**Exercise task 1**:
List every line of the records that contains the string "fascia", matching case exactly.

==========

Out of store rate?

I know that some (all?) of the big 3 have out of store pay rates for their drivers. I know that papa johns does it here and they pay minimum wage for in store and a lower rate while out of store on delivery. My point of sales system supports this, so it’s had me thinking for quite a while…

Question number 1, Who here does this, and if you do, what is your opinion on it?

Question 2, did you always do this or did you one day decide to make the change? If so, was it a terrible transition? It seems like it would be tough.

Question 3, why have both rates? Couldn’t a driver just be considered a tipped employee and have a set wage of, lets say for example, 5.25 an hour both in and out of store? Are the secondary rates to help insure that during a slow week he or she is pretty much guaranteed to make at least minimum wage (mostly all drivers here make well into the 15-18 dollar an hour range) or are there other legalities that I am missing?

I like the idea of saving the money, especially in todays world where profit margins seem to get slimmer and slimmer, but I also don’t see that transition going well at all. It’s never easy to just wake up the next day and say, “Well guys and gals, I’ve decided to cut your rates. Merry Christmas!”. But, like I said, times are getting harder and harder and we could use any labor dollars we can get, so any advice and feedback is appreciated.

==========

**Exercise task 2**:
For the post about driver pay rates, mark each statement below yes or no and quote the words from the post that decide it. (a) The writer's point of sales system supports out-of-store pay rates. (b) Papa Johns pays drivers a lower rate in store than out of store. (c) Most of the writer's drivers make in the 15 to 18 dollar an hour range.

==========

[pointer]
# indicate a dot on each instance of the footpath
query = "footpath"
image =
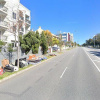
(9, 75)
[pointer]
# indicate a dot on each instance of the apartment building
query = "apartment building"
(67, 36)
(14, 19)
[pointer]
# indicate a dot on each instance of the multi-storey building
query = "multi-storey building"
(14, 20)
(64, 36)
(67, 36)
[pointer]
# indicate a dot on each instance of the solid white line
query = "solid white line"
(63, 73)
(93, 61)
(96, 60)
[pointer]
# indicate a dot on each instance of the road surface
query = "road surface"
(73, 75)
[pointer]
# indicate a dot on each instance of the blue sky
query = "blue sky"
(80, 17)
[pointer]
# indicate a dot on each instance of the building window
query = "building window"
(14, 15)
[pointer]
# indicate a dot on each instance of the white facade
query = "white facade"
(40, 30)
(12, 12)
(71, 38)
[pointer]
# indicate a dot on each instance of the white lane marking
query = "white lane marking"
(96, 60)
(63, 72)
(92, 61)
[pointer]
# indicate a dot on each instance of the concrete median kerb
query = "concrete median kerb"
(17, 73)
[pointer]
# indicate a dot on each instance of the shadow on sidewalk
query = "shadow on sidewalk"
(96, 53)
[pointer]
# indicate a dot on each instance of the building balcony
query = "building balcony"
(3, 11)
(3, 25)
(21, 18)
(21, 31)
(28, 22)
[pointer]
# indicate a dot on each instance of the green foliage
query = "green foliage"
(44, 44)
(29, 42)
(10, 49)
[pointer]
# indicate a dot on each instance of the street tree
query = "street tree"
(29, 42)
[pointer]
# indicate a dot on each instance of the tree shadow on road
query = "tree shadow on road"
(96, 53)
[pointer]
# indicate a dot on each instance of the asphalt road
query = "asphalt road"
(73, 75)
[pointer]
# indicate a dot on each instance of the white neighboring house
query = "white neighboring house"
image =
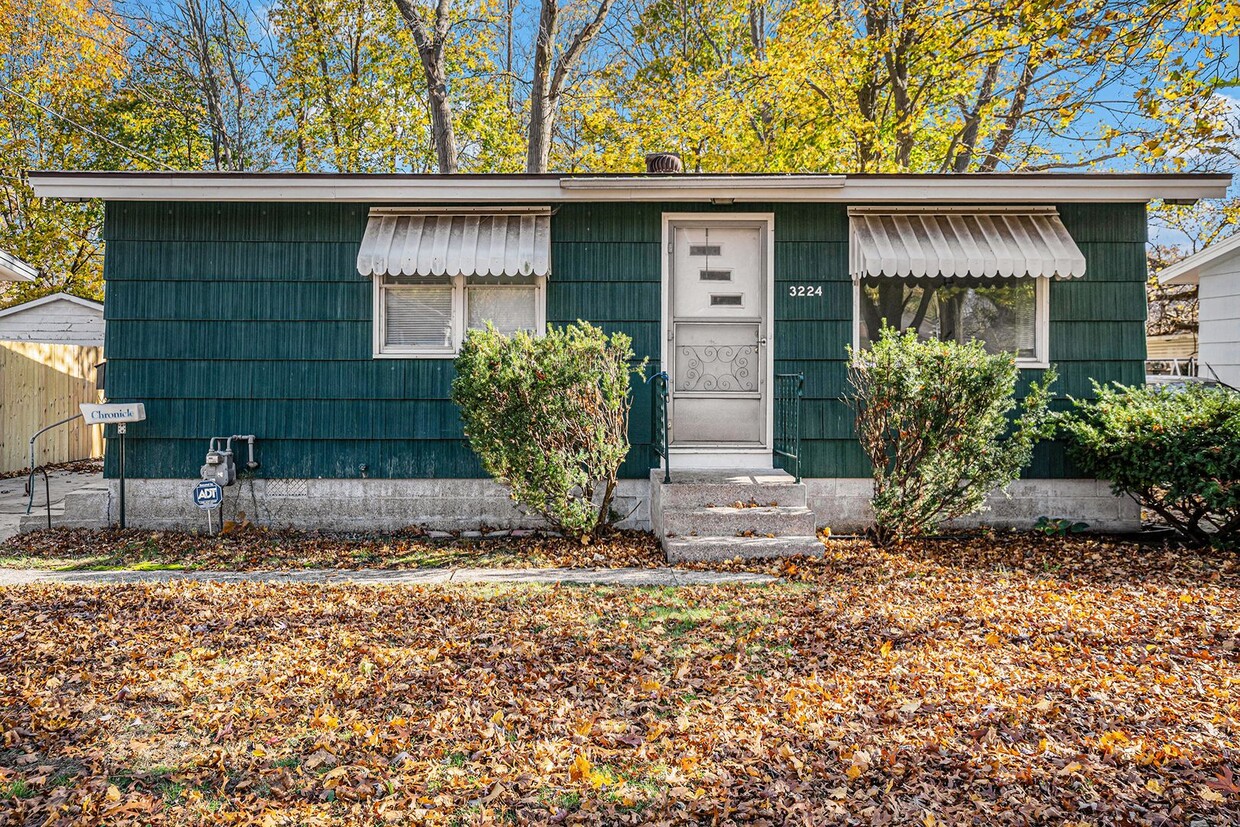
(1215, 270)
(58, 319)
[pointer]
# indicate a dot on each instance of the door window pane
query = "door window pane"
(1000, 313)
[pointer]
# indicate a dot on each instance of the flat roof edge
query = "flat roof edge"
(518, 189)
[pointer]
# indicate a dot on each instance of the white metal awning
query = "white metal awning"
(404, 242)
(936, 242)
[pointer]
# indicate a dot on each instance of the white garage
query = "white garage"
(1215, 270)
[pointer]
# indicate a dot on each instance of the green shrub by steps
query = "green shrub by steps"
(548, 417)
(934, 419)
(1176, 450)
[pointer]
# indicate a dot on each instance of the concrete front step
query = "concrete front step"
(727, 520)
(717, 548)
(703, 489)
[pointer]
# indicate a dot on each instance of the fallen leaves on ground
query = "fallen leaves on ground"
(944, 683)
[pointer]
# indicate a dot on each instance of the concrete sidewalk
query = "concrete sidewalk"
(631, 577)
(14, 497)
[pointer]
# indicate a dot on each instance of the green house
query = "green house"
(320, 315)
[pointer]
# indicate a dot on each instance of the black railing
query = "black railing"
(659, 420)
(789, 391)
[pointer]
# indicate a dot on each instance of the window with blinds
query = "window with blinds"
(418, 318)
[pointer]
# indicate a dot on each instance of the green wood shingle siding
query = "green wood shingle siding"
(251, 318)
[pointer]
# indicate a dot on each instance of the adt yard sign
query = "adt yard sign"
(113, 413)
(208, 495)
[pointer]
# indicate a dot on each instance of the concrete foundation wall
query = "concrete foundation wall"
(468, 505)
(843, 505)
(337, 505)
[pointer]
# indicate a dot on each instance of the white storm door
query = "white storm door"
(717, 337)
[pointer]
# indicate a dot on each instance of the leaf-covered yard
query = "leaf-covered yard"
(961, 682)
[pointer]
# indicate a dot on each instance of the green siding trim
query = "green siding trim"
(230, 318)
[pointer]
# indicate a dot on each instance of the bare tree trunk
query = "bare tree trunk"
(967, 144)
(430, 51)
(549, 77)
(200, 34)
(1012, 119)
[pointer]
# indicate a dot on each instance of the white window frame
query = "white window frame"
(459, 284)
(1040, 319)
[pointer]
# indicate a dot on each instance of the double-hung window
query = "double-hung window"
(439, 274)
(961, 274)
(419, 316)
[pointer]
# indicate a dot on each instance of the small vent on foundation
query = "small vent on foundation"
(284, 489)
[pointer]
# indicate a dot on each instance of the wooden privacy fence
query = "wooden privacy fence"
(41, 383)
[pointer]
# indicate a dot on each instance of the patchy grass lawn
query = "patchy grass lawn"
(71, 549)
(998, 683)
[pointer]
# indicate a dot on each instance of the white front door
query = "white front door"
(717, 334)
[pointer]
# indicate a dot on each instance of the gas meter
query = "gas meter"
(220, 468)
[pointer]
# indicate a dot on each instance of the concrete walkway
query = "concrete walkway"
(661, 577)
(14, 497)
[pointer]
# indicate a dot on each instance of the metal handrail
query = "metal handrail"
(30, 480)
(789, 393)
(659, 424)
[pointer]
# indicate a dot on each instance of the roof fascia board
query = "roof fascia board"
(1188, 269)
(910, 190)
(50, 299)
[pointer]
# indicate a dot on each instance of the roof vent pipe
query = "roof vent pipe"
(664, 164)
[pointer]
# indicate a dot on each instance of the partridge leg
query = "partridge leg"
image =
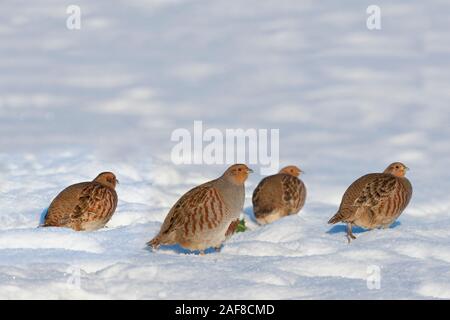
(350, 235)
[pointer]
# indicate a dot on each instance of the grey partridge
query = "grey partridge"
(279, 195)
(375, 200)
(85, 206)
(207, 215)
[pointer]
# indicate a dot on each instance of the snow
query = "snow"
(107, 98)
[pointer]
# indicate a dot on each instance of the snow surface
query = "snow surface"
(107, 97)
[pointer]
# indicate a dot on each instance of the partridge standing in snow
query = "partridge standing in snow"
(375, 200)
(204, 216)
(279, 195)
(85, 206)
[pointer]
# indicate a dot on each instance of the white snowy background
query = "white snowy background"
(347, 101)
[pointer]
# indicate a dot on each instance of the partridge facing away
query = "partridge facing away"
(85, 206)
(375, 200)
(279, 195)
(207, 215)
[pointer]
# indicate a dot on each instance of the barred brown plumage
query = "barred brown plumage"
(84, 206)
(279, 195)
(205, 216)
(375, 200)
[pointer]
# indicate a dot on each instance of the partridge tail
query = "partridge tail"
(154, 243)
(336, 218)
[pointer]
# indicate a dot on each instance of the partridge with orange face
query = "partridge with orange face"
(85, 206)
(206, 215)
(279, 195)
(375, 200)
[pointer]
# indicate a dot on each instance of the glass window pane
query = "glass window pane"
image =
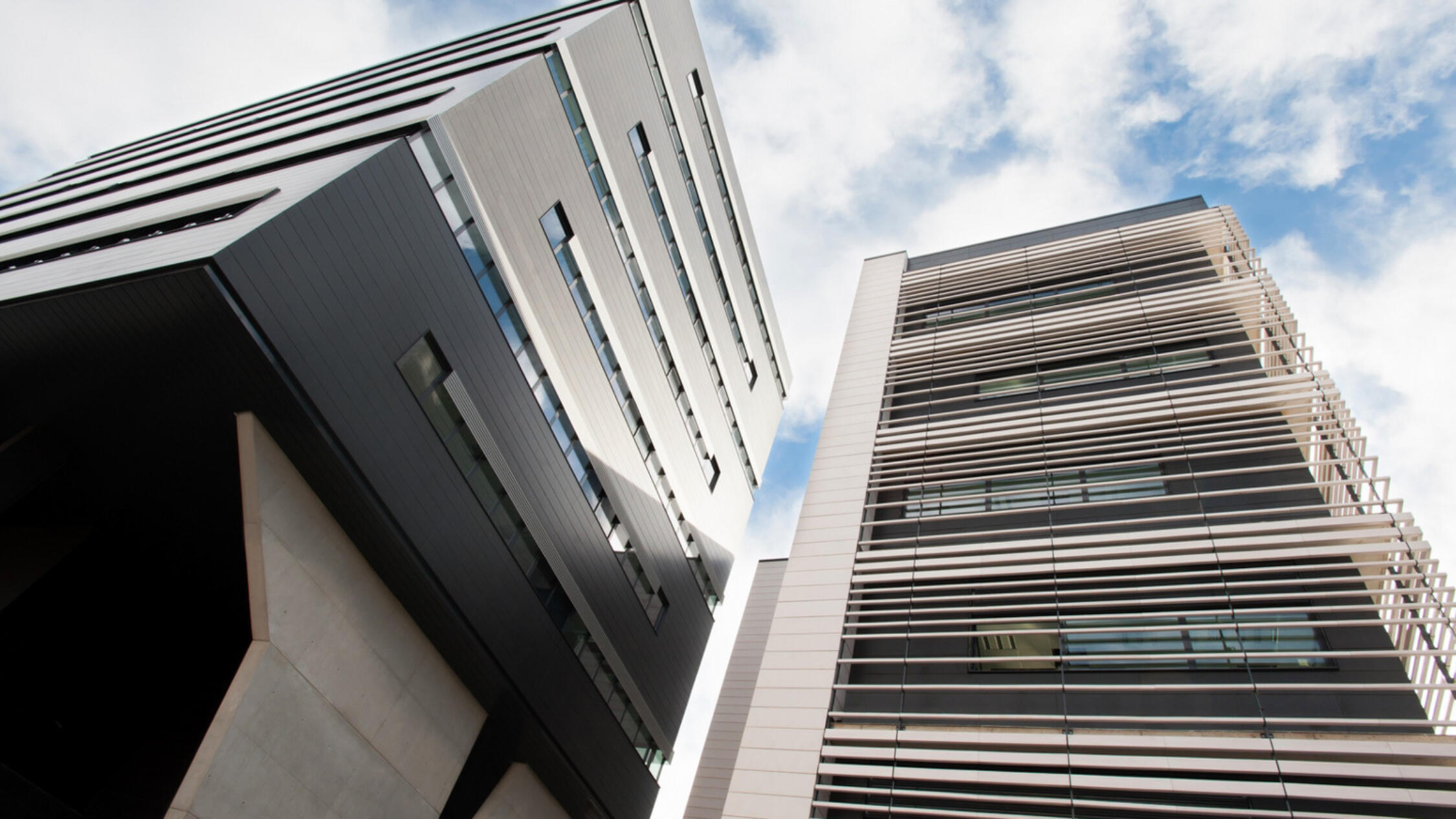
(554, 221)
(452, 204)
(421, 366)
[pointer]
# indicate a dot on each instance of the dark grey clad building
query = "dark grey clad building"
(381, 448)
(1091, 533)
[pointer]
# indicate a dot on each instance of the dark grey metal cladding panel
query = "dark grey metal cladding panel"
(1125, 219)
(341, 285)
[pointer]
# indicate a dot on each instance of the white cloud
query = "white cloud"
(771, 533)
(1295, 88)
(1385, 336)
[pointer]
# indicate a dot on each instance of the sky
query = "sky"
(868, 127)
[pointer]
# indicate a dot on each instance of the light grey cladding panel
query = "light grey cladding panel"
(674, 36)
(516, 159)
(773, 776)
(725, 732)
(616, 94)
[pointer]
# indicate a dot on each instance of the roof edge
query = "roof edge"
(1136, 215)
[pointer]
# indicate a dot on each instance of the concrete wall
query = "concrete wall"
(520, 796)
(725, 732)
(341, 707)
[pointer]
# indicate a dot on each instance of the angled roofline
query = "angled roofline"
(1084, 227)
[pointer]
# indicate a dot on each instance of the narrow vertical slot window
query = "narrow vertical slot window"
(654, 326)
(643, 149)
(437, 390)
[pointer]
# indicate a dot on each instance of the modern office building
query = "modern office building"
(381, 448)
(1091, 533)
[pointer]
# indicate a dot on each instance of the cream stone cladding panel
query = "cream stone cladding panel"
(679, 50)
(773, 777)
(736, 695)
(341, 707)
(616, 92)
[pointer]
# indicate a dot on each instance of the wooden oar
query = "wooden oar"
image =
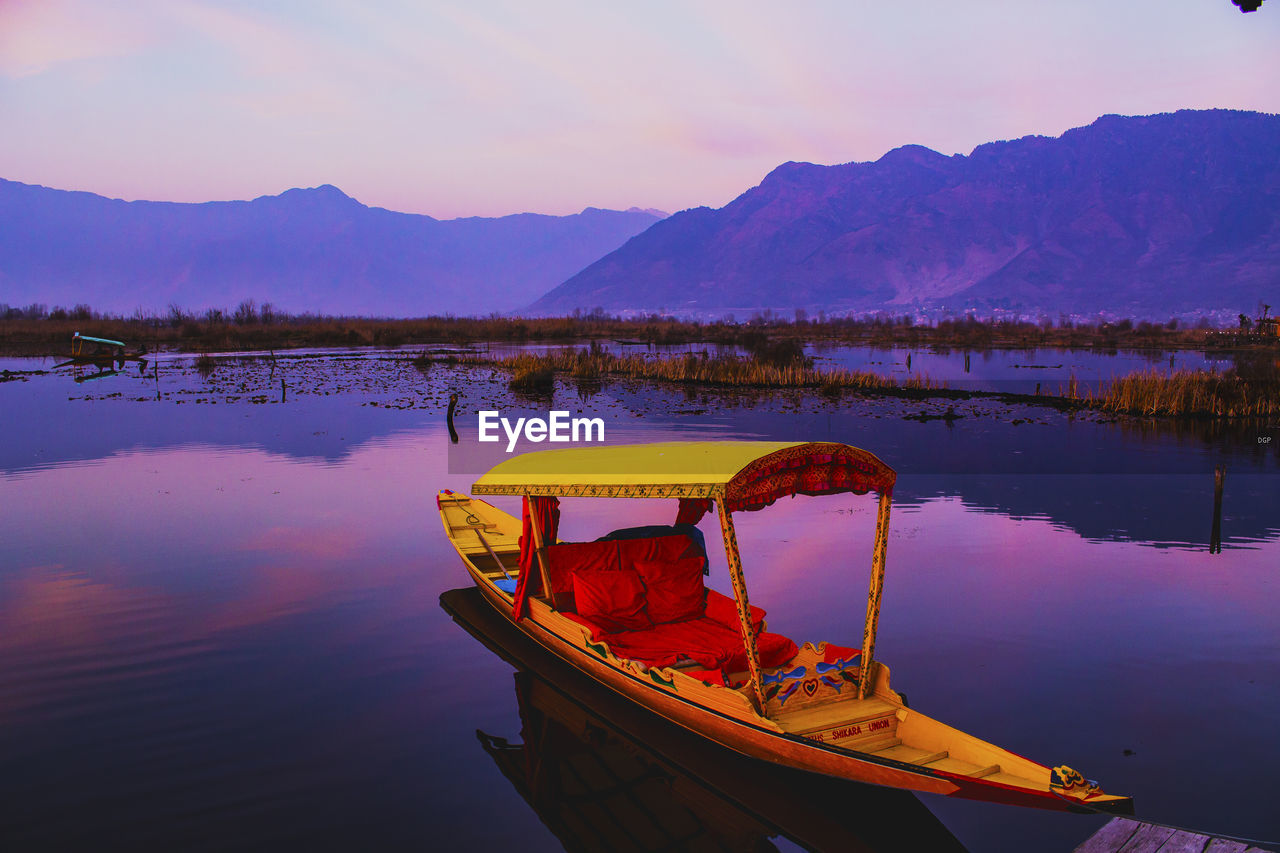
(492, 553)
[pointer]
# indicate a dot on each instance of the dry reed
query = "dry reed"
(1187, 393)
(693, 369)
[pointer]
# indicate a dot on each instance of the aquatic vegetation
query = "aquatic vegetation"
(529, 369)
(533, 378)
(1188, 393)
(768, 337)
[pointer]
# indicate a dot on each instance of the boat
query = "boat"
(631, 611)
(604, 774)
(103, 352)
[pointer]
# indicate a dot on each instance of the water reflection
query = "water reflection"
(603, 774)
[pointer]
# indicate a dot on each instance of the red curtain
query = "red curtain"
(543, 511)
(691, 510)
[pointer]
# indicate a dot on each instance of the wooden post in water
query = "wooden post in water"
(1215, 537)
(744, 607)
(873, 594)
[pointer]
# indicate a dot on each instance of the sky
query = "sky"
(485, 108)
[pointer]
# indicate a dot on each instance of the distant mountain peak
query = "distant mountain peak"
(324, 194)
(652, 211)
(917, 154)
(311, 249)
(1146, 215)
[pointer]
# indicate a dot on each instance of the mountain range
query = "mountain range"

==========

**Written reply 1**:
# indicate a dot on each instance of the roof fascia board
query = "roof fascia board"

**Written reply 2**:
(a) Yes: "My point of sales system supports this"
(b) No: "they pay minimum wage for in store and a lower rate while out of store on delivery"
(c) Yes: "mostly all drivers here make well into the 15-18 dollar an hour range"